** RECORDS SUPPLIED follows **
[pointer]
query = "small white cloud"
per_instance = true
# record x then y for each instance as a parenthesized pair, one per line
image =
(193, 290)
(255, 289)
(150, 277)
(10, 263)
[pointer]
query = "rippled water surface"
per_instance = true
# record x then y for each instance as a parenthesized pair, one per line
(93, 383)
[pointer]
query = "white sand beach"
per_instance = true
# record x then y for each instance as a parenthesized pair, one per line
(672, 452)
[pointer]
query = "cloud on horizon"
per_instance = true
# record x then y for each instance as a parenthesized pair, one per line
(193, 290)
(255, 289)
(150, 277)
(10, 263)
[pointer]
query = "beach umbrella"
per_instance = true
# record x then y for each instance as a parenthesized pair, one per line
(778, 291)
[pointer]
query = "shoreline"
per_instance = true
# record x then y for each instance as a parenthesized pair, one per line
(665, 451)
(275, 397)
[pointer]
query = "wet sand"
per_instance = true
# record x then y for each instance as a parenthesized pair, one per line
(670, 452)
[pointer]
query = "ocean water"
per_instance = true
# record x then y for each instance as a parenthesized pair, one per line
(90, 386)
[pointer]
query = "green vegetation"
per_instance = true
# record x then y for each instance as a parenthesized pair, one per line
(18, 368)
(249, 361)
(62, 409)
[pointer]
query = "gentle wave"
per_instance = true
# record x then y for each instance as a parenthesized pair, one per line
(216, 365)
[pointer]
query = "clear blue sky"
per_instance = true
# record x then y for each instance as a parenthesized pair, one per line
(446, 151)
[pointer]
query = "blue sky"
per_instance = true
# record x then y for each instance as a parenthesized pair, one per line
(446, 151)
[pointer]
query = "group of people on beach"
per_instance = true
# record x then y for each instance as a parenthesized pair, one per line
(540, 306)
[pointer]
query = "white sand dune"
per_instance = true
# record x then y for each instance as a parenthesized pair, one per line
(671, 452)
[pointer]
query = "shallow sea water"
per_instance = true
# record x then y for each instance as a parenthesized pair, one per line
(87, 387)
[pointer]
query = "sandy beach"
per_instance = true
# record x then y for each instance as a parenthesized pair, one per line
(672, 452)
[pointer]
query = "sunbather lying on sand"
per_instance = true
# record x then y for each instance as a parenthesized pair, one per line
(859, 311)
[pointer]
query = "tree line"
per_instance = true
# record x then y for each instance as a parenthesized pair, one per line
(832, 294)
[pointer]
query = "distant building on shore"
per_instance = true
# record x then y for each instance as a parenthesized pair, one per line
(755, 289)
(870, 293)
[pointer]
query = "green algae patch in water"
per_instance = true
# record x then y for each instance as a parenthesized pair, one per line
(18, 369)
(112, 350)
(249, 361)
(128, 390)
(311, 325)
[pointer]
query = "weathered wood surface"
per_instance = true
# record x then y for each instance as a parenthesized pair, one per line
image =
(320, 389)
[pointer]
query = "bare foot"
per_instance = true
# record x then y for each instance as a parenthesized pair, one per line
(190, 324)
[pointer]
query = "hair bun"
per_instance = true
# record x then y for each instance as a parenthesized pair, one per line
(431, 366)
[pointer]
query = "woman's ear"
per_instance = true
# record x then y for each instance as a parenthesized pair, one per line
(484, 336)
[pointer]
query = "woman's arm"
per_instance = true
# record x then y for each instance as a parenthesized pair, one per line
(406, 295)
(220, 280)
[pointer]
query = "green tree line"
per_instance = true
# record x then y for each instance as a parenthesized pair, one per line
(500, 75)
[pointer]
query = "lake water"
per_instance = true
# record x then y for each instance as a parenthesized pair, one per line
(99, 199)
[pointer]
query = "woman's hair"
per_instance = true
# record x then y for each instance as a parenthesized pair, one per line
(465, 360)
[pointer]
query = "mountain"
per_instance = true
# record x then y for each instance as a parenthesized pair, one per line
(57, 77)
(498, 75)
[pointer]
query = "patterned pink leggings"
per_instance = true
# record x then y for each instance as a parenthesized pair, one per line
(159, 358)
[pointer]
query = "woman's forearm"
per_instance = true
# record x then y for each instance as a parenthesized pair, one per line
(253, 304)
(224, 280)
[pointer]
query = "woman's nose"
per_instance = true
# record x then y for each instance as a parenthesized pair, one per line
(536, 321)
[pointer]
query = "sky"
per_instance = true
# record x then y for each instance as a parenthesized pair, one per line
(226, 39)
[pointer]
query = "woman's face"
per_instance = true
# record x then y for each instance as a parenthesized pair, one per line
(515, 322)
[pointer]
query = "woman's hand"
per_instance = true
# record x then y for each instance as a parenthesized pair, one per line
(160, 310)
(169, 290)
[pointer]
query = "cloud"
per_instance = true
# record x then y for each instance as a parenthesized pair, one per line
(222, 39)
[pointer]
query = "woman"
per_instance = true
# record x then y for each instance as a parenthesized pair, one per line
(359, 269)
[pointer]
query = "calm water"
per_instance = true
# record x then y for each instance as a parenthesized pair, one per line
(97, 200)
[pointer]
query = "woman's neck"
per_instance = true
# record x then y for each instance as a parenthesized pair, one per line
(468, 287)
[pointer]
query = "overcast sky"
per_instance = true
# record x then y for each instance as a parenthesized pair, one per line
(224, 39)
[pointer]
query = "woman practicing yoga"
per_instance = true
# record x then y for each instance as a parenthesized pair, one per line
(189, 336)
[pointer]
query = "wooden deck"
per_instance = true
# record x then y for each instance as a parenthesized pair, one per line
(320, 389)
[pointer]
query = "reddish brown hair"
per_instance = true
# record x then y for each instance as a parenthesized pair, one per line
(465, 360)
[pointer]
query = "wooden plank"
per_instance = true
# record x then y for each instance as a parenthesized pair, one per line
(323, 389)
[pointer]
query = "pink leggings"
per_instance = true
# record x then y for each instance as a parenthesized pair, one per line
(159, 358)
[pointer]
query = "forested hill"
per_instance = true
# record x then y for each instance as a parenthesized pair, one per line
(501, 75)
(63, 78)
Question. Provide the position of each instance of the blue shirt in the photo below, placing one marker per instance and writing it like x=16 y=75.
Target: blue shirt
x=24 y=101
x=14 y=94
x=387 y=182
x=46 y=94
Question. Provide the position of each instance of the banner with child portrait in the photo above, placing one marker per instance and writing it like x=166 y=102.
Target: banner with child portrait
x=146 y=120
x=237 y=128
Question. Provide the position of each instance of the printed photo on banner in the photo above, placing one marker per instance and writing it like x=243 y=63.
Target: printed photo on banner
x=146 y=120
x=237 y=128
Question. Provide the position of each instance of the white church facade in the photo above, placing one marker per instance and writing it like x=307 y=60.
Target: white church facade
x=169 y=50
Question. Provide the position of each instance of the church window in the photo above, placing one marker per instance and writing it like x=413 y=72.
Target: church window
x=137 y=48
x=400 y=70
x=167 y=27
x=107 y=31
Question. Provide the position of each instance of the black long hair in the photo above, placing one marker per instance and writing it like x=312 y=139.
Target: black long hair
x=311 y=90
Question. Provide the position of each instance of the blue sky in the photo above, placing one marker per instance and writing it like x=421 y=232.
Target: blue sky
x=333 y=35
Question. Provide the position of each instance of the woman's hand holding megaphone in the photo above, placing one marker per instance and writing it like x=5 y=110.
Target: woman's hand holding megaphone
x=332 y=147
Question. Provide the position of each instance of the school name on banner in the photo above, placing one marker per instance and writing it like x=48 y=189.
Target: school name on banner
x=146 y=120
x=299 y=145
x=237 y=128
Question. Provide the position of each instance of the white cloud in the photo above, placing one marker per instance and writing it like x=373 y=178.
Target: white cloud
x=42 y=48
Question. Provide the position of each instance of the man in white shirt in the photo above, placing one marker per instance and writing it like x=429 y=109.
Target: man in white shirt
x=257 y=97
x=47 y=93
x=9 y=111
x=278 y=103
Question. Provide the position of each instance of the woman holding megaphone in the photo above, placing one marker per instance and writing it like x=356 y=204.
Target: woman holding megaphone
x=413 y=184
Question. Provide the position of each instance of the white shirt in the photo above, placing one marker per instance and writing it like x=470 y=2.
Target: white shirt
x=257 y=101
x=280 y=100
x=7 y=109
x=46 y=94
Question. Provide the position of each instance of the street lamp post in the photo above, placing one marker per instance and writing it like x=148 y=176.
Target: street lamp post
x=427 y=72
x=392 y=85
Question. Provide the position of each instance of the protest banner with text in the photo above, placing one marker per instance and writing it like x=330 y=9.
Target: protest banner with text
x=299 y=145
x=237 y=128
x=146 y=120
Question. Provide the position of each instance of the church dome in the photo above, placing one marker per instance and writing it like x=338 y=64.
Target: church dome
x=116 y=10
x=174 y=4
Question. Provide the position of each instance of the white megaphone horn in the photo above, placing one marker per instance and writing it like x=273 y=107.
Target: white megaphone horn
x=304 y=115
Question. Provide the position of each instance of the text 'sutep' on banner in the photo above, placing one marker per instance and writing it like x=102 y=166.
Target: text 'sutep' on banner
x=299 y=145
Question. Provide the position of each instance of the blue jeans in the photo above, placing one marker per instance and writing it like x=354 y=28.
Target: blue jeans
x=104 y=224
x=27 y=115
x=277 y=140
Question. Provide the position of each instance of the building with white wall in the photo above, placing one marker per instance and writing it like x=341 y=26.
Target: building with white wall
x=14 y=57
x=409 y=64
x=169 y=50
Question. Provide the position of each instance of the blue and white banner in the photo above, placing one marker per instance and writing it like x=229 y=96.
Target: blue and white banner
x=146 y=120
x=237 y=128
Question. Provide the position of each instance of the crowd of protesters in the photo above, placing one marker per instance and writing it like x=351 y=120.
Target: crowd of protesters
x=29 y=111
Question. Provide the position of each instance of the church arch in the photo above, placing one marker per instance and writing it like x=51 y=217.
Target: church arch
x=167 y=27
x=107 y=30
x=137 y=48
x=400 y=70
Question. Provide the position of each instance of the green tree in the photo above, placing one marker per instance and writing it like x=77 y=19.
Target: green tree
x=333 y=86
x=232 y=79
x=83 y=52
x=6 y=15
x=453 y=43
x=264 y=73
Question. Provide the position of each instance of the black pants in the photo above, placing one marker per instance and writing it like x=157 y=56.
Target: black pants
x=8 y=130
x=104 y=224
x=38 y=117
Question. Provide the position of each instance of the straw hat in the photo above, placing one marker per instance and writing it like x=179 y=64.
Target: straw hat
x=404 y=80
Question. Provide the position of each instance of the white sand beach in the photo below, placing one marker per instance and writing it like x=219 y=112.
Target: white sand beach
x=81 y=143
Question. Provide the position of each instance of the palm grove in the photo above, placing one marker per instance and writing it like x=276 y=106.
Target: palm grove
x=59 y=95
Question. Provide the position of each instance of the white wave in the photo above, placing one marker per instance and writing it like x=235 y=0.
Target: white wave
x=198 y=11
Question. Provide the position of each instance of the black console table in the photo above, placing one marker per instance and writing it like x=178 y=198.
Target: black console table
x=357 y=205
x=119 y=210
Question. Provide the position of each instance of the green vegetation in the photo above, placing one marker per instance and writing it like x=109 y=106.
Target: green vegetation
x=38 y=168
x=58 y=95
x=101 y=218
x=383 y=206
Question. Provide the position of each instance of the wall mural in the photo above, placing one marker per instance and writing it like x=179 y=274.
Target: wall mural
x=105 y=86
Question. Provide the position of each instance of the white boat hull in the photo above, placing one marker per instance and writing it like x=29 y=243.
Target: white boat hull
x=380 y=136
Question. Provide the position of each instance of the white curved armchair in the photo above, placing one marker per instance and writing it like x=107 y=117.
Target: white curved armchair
** End of RECORDS SUPPLIED **
The lines to copy are those in the listing that contain the word "below".

Question. Provide the position of each instance of the blue shirt in the photo below, placing one marker per instance and writing it like x=16 y=75.
Question. Provide the position of each instance of the white sand beach in the photo below, placing one marker per instance and writing it like x=219 y=112.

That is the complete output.